» **YOUR TASK**: Wherever a picture appears, skip it and retype the rest of the data exactly.

*** Opening of RECORD EXCERPTS ***

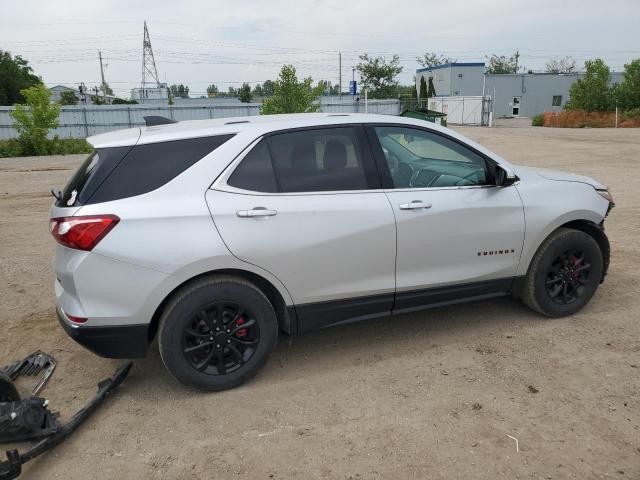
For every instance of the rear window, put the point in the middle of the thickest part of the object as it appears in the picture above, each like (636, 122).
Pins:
(120, 172)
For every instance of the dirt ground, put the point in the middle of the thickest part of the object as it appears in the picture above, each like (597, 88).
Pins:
(436, 394)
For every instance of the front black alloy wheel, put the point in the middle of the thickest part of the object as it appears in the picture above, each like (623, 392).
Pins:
(564, 273)
(217, 332)
(568, 277)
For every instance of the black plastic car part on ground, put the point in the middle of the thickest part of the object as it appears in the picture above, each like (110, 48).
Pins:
(12, 467)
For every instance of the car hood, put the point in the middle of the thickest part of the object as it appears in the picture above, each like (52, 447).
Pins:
(557, 176)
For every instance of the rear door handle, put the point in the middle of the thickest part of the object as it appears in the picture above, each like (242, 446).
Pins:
(256, 212)
(414, 205)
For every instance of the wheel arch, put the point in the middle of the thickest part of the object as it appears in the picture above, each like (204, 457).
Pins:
(591, 228)
(597, 232)
(286, 321)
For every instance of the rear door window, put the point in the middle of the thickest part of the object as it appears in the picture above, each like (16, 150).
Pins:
(322, 159)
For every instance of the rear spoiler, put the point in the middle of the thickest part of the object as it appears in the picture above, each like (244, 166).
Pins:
(153, 120)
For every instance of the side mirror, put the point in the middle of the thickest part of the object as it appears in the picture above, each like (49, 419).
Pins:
(502, 178)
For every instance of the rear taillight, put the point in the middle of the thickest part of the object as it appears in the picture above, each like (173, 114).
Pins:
(82, 233)
(76, 320)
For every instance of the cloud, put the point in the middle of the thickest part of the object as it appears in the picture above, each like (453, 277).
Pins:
(199, 42)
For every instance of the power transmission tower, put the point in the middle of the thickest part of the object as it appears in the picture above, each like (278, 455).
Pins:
(149, 72)
(340, 75)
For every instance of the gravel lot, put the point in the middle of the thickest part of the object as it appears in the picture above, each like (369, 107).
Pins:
(431, 395)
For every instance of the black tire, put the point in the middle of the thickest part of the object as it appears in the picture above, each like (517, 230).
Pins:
(8, 391)
(205, 320)
(564, 273)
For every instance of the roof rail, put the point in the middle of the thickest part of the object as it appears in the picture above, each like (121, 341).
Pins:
(153, 120)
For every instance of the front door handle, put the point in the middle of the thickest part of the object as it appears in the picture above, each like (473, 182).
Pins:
(256, 212)
(414, 205)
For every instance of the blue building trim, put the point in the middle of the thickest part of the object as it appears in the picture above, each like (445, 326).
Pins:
(447, 65)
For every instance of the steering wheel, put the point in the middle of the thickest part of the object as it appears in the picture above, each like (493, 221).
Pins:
(393, 163)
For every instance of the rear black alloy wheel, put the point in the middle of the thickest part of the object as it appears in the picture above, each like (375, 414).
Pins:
(217, 332)
(568, 277)
(563, 274)
(221, 338)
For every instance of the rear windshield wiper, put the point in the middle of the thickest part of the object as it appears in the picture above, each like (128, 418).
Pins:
(57, 193)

*** Close of RECORD EXCERPTS ***

» **RESPONSE BOX**:
For every instance of the rear window, put the point in the middle of the thickest part of the object as it appears in the picture above, each like (636, 122).
Pins:
(120, 172)
For every instance of the dirt ground, put the point in the middle of the thickest part of the object as it appears in the picture above, each like (597, 88).
Pins:
(436, 394)
For every instance of the front black alloy wheel, put the point in the middle of the thickest part of the object as it appears in the picture above, each like (623, 392).
Pins:
(564, 273)
(217, 332)
(568, 277)
For every instance of the black plastic car part on ground, put the point in the middle of the thickest part of the object as it appears in the picture above, each like (110, 48).
Pins:
(12, 467)
For every instance of the car hood, put the point in the middle of the thickest part of the object as it appears in the picture above, each like (52, 447).
Pins:
(557, 176)
For every instance of the rear door handle, put the point in the middle of the thickest part of the object as it appears in the picture above, each like (242, 446).
Pins:
(256, 212)
(414, 205)
For every instance of the wheel arch, put the point in the middle of the thickest part of the object as it appears in the picture above, each like (204, 457).
Pins:
(591, 228)
(597, 232)
(286, 321)
For every instance of the rear door window, put the point in the middle of the thickest part of the object as it appears in the picture above, each like (16, 150).
Pins:
(322, 159)
For every instance of the rear spoiler, put the point in the middle of the thickest part of the object as it appears in the picture above, each like (244, 166).
Pins:
(153, 120)
For every instance of the side mirror, put the point in the middle of the thickest part of the object as it appears in the picture above, each like (49, 419).
Pins:
(502, 178)
For every instance of the rear taillight, put the point in the middle of the thickest part of the object as it appears in the picture above, each like (173, 114).
Pins:
(82, 233)
(76, 320)
For every instance of the cloud, put the point in the middle of the thickest part of the object as it appears in the picture above, each like (453, 277).
Pins:
(199, 42)
For every instance of the power transmission tower, put the point in the middle of the thickest part of the object as it appears in the picture above, each like (278, 455).
Pins:
(149, 72)
(340, 75)
For every instance of the gravel lot, put the point in the middle of the thickest part of the object as it appears in the picture above, each like (369, 107).
Pins:
(431, 395)
For every instance of the black tire, put the point in the middle of the thickest part of the object as it appears in the picture above, each like (517, 230).
Pins:
(8, 391)
(205, 320)
(564, 273)
For every instance of the roof rail, put the point in the middle of the thickest part of the object as it appears in the picture above, each like (121, 341).
Pins:
(153, 120)
For every instance of the front door handle, put the point in the middle of the thickest part of the object as it appears in the picture above, each like (473, 182).
Pins:
(256, 212)
(414, 205)
For every instance of the blue building trim, put the point in the middle of the thickest part of the object as it appears in the picture above, each like (445, 326).
Pins:
(447, 65)
For every instance of the steering wheel, put the point in the middle of the thickest part of the object as it appears in the picture above, each like (493, 221).
Pins:
(393, 163)
For every instance of the rear black alloy wheel, put the point in the middle of the thickest part of the object as it appears in the picture above, each like (375, 414).
Pins:
(217, 332)
(568, 277)
(563, 274)
(221, 338)
For every instance of the rear windshield wiper, put the point in the middle of the thickest part of the object as it appears in the picture above, each like (128, 418).
Pins:
(57, 193)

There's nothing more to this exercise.